• [Exercise A] Convert the records into a Markdown table with the columns "Row" and "Line," one numbered row per line and no blank lines. Start with the line containing "pick out the woman in" and go on through the last line of the records.

Arbitration or High Court jurisdiction

Where you have an arbitration award you can use the award to get the freezing injunction. The injunction will be in pursuance of this award or judgment if you have one, meaning you refer to the award or judgment in the injunction.

HOWEVER, it is not necessary to have got this far with your claim. It may be possible to obtain a freezing injunction in contemplation of arbitration that has yet to begin.

The main point is that you as a claimant may have options to obtain a freezing injunction before arbitration or court proceedings have got under way. As a claimant you may use the fact you have frozen funds as a leverage against your defendant and force them to negotiate. This is because once an account is frozen, it immediately makes it difficult for the defendant to carry out their business.

The legal test

The essential issue for the court to consider when deciding whether to grant a freezing order is whether it appears to the court that it is “just and convenient to do so” (section 37(1), Senior Courts Act 1981). What this means is that a freezing order will be granted only if:

  1. The claimant has a pre-existing cause of action with a “good, arguable case”. In other words, the case must have a strong basis and be likely to stand up to scrutiny. It does not have to be fully proven at the outset; it just has to have potential.
  2. The English court has jurisdiction to hear the substantive claim or has a statutory power to grant the order. If there are an English law and jurisdiction clause in the contract this will be enough.
  3. Assets exist in respect of which there is a real risk of dissipation. The Claimant has to show there are some assets to freeze in the first place.
  4. The claimant provides an undertaking in damages. This is a promise by the claimant to compensate the defendant for any damages that may result if it turns out that the freezing injunction was obtained wrongly.

Urgency

The best way to make use of a freezing injunction is to obtain it on an urgent basis and maximise the element of surprise. You can use the injunction as negotiation leverage and try to negotiate on the basis that is easier for the defendant to do a deal than fight about how to release the funds.

Items stored from a collection:

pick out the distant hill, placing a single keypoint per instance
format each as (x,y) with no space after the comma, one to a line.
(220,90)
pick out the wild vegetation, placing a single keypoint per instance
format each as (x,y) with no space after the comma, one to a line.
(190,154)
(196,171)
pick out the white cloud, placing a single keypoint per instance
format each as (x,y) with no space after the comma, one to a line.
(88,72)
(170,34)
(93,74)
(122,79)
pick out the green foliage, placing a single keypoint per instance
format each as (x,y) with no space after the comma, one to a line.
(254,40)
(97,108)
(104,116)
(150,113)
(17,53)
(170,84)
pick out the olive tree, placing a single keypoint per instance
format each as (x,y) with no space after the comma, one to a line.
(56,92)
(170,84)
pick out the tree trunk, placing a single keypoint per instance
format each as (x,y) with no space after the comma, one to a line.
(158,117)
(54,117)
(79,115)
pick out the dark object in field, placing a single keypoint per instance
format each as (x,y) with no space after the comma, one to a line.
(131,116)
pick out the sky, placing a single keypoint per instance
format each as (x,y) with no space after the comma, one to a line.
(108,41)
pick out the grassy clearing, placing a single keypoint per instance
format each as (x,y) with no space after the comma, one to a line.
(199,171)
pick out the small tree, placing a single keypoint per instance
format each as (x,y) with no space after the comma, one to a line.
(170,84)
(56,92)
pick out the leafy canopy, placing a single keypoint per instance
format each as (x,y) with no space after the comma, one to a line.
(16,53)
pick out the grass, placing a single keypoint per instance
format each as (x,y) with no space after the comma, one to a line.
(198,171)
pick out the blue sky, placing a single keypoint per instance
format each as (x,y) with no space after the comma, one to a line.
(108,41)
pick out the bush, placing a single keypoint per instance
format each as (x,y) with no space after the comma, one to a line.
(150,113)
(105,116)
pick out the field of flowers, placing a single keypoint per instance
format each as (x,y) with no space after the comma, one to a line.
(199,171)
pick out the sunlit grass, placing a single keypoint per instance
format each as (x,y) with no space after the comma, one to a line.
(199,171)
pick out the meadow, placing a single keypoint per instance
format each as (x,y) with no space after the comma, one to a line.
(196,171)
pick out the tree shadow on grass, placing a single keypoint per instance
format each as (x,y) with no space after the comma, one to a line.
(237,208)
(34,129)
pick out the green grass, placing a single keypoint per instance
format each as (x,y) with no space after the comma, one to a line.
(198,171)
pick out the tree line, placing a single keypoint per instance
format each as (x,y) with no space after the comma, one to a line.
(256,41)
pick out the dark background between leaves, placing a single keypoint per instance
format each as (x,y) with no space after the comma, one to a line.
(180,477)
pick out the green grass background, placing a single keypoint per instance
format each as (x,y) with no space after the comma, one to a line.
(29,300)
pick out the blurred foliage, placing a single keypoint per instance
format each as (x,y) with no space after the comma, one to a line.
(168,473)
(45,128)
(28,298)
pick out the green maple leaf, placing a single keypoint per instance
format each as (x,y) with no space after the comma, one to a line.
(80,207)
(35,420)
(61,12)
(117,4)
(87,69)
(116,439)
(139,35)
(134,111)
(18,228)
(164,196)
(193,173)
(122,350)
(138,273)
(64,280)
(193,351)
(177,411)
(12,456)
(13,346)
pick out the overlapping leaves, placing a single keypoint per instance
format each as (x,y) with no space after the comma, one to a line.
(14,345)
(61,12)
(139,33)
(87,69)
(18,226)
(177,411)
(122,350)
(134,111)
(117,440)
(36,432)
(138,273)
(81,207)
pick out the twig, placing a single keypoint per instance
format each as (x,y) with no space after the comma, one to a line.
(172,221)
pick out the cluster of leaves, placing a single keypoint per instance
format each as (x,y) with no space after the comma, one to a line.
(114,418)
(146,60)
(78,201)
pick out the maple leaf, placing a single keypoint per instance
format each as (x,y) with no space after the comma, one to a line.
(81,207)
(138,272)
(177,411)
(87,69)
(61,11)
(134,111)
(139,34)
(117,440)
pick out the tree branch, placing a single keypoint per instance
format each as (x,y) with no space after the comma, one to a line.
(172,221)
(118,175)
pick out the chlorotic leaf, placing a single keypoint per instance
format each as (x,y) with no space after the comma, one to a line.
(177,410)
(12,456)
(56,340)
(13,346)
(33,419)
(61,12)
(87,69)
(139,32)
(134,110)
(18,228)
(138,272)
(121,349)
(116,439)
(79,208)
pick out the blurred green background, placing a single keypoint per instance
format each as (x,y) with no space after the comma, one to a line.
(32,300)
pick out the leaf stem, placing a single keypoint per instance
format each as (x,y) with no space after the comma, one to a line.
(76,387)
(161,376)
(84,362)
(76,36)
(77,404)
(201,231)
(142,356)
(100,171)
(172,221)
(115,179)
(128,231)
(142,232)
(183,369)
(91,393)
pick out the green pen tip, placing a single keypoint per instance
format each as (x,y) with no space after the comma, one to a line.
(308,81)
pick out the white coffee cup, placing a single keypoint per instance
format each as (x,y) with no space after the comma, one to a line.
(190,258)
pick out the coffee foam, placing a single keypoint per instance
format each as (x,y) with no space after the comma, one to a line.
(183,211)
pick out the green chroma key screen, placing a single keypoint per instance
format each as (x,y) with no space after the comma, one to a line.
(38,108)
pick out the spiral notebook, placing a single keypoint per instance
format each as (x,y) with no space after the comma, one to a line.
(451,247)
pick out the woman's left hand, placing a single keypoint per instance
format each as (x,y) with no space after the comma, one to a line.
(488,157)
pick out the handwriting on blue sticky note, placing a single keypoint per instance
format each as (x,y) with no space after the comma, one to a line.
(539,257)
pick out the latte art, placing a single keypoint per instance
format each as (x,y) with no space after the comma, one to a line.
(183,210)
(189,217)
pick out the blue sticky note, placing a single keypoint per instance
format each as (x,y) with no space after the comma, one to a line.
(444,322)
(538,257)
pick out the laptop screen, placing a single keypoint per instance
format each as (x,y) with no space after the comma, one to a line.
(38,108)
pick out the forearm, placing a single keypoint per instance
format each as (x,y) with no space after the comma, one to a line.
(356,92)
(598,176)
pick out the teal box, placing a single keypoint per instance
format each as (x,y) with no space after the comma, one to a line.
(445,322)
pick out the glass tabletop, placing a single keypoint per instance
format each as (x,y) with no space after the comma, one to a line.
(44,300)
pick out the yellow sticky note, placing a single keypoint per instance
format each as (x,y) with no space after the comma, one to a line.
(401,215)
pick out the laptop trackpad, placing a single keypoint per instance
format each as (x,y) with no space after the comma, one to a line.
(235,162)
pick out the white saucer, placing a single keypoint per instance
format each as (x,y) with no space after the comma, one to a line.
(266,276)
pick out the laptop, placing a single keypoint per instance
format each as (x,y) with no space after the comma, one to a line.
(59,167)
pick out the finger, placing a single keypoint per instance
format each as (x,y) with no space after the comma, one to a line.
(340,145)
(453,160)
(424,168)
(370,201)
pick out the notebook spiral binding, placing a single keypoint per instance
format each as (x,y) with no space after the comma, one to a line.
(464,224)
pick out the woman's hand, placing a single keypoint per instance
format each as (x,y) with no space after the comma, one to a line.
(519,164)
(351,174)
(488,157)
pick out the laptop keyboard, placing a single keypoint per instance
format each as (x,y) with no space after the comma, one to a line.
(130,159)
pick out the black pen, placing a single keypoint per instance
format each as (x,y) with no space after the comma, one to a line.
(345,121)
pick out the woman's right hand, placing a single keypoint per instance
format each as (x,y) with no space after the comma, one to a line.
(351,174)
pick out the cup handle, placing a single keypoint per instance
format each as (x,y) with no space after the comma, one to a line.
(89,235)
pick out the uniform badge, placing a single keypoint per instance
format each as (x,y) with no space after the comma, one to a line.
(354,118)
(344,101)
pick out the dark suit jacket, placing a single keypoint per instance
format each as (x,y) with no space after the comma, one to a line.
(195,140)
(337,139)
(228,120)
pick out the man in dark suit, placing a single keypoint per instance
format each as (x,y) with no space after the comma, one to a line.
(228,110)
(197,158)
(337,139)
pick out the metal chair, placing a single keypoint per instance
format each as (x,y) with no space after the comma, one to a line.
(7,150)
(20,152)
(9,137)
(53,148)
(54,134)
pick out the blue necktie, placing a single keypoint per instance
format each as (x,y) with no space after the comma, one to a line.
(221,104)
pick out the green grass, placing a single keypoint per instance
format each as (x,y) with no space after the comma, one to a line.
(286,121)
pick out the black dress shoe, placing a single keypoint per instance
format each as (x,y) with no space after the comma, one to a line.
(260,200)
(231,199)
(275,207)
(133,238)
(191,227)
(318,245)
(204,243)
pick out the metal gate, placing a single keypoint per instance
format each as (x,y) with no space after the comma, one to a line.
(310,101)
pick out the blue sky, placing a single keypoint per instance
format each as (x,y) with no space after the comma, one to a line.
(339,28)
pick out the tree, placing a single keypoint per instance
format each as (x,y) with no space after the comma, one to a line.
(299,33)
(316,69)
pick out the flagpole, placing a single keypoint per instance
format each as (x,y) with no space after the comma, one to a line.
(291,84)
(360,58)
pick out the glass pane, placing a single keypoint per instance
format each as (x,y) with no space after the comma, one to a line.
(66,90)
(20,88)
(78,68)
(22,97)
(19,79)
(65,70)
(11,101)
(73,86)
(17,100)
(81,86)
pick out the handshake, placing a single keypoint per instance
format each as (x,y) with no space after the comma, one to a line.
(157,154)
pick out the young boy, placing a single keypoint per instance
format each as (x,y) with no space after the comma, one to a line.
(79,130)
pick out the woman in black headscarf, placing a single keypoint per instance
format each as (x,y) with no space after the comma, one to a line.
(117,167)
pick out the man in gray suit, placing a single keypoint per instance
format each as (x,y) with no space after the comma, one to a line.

• [Exercise B] Transcribe the passage on freezing injunctions word for word, starting with "Where you have" and going on through "yet to begin.".

• [Complete response A]
| Row | Line |
|---|---|
| 1 | pick out the woman in black headscarf, placing a single keypoint per instance |
| 2 | format each as (x,y) with no space after the comma, one to a line. |
| 3 | (117,167) |
| 4 | pick out the man in gray suit, placing a single keypoint per instance |
| 5 | format each as (x,y) with no space after the comma, one to a line. |

• [Complete response B]
Where you have an arbitration award you can use the award to get the freezing injunction. The injunction will be in pursuance of this award or judgment if you have one, meaning you refer to the award or judgment in the injunction.

HOWEVER, it is not necessary to have got this far with your claim. It may be possible to obtain a freezing injunction in contemplation of arbitration that has yet to begin.